__Description of the task__
In the data, extract each line that holds the string "doorway".

Dataset entries
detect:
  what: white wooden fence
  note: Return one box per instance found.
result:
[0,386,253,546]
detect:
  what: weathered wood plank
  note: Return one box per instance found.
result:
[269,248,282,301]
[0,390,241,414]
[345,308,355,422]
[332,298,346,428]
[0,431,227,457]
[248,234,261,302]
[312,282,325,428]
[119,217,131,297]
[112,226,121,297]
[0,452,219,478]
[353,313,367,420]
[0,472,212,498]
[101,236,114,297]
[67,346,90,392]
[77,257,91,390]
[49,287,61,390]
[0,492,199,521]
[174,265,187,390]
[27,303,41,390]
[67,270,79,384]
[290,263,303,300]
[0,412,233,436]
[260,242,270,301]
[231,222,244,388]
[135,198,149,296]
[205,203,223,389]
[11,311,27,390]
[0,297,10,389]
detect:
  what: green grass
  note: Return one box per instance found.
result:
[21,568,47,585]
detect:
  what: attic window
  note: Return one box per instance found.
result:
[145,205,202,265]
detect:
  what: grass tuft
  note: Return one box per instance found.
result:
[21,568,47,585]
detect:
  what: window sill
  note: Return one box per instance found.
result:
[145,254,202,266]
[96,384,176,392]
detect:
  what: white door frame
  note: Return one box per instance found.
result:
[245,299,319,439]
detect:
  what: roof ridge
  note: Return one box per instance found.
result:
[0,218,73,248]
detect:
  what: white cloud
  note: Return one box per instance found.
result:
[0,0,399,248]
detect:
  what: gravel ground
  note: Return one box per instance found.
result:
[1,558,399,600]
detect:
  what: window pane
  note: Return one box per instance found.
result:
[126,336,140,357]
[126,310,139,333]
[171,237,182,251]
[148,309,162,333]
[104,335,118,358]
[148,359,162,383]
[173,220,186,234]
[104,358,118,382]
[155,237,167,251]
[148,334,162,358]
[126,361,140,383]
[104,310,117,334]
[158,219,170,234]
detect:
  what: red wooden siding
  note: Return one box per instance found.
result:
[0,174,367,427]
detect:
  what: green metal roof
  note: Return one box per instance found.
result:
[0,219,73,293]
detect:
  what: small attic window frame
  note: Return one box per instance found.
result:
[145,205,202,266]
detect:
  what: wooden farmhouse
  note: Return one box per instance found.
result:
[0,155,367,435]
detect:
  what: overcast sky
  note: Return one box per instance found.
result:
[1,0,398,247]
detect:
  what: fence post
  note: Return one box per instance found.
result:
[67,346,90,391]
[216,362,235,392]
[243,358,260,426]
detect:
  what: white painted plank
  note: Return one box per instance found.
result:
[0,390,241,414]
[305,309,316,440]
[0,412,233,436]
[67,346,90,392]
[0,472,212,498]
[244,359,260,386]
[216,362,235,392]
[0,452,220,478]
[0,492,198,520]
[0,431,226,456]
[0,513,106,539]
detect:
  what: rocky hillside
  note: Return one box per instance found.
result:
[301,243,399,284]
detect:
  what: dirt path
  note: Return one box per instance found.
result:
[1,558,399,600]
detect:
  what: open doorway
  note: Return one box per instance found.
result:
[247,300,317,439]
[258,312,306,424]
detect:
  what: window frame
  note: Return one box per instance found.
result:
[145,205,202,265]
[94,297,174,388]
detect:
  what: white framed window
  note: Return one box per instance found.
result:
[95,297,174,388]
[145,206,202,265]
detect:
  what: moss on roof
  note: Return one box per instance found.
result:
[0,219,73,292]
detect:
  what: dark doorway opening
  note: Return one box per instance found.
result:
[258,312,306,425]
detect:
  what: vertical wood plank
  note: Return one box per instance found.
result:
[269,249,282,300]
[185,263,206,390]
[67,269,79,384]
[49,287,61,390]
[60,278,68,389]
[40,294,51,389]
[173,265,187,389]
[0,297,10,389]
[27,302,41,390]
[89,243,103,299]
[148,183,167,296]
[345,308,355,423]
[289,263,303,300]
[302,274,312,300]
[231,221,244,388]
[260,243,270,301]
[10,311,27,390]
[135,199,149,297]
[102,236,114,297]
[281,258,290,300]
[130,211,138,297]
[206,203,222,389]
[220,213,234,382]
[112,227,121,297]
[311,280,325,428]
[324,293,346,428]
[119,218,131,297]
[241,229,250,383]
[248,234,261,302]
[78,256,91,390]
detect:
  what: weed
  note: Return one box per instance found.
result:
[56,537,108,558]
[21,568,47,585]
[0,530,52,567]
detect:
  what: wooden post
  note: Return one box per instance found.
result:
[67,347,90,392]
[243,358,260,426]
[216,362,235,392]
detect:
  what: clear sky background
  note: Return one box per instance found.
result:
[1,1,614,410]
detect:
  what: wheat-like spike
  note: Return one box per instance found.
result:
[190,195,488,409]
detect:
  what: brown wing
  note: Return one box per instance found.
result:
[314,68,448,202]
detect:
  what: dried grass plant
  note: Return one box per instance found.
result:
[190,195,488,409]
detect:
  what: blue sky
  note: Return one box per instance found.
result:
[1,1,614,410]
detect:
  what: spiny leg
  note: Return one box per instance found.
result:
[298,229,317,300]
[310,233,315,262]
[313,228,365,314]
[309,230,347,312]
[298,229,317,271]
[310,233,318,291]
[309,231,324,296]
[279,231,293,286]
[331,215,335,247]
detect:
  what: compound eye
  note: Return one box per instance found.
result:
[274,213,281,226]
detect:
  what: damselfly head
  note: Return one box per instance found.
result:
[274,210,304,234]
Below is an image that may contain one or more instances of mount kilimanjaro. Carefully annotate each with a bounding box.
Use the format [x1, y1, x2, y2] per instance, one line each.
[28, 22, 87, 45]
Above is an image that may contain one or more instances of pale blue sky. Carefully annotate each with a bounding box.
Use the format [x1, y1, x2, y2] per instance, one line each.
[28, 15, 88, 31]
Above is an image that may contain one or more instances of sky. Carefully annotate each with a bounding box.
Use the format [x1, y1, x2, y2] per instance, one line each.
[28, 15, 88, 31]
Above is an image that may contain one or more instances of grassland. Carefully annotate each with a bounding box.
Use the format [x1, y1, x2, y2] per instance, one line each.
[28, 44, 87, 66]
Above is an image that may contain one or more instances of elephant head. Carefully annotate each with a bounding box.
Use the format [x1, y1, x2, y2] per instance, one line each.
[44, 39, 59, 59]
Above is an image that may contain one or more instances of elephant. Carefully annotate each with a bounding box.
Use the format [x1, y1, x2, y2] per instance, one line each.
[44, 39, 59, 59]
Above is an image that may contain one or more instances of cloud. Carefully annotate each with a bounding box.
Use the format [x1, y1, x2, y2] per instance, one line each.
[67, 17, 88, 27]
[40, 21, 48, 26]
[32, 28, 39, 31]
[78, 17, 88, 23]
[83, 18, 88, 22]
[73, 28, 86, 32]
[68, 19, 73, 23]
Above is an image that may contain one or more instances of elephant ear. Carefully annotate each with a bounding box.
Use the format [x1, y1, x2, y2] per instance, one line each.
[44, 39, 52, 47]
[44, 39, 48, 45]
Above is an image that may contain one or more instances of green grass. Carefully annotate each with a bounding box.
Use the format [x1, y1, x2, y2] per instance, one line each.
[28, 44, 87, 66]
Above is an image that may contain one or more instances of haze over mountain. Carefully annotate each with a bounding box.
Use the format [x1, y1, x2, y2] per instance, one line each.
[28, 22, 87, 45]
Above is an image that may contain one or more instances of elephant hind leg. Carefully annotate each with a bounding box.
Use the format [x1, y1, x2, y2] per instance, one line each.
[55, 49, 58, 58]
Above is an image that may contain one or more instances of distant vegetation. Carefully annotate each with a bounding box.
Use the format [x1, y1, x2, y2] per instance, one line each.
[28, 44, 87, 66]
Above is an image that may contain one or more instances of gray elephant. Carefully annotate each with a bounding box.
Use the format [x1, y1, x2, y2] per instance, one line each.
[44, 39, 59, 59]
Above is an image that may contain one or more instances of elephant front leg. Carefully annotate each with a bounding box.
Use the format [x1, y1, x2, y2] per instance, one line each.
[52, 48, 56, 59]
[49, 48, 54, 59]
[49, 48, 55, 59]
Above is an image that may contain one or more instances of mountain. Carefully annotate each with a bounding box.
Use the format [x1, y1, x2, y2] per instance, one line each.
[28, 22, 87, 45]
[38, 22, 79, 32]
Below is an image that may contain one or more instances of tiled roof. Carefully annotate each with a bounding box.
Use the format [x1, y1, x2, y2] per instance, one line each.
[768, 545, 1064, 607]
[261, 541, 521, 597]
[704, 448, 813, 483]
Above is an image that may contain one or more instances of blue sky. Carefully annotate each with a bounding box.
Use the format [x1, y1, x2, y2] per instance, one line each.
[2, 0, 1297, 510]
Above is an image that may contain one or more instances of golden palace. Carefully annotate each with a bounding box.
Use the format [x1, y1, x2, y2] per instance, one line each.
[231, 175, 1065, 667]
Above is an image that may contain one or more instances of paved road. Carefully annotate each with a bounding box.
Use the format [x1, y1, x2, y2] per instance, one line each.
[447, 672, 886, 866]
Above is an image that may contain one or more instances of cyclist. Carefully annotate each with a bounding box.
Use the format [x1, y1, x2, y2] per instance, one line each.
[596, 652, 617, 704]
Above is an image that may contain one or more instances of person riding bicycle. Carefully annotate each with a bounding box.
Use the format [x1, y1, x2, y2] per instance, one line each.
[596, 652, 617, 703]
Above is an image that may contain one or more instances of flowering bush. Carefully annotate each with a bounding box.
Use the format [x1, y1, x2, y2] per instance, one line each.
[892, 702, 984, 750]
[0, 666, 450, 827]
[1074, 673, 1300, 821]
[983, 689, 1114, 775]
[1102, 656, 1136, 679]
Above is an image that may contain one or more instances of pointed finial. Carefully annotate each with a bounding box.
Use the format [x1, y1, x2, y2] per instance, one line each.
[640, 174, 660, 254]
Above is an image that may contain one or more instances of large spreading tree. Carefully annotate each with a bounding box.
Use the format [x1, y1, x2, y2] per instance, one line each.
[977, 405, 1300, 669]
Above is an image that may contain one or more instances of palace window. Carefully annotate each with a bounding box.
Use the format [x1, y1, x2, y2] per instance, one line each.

__Final answer__
  what: open doorway
  what: dark doorway opening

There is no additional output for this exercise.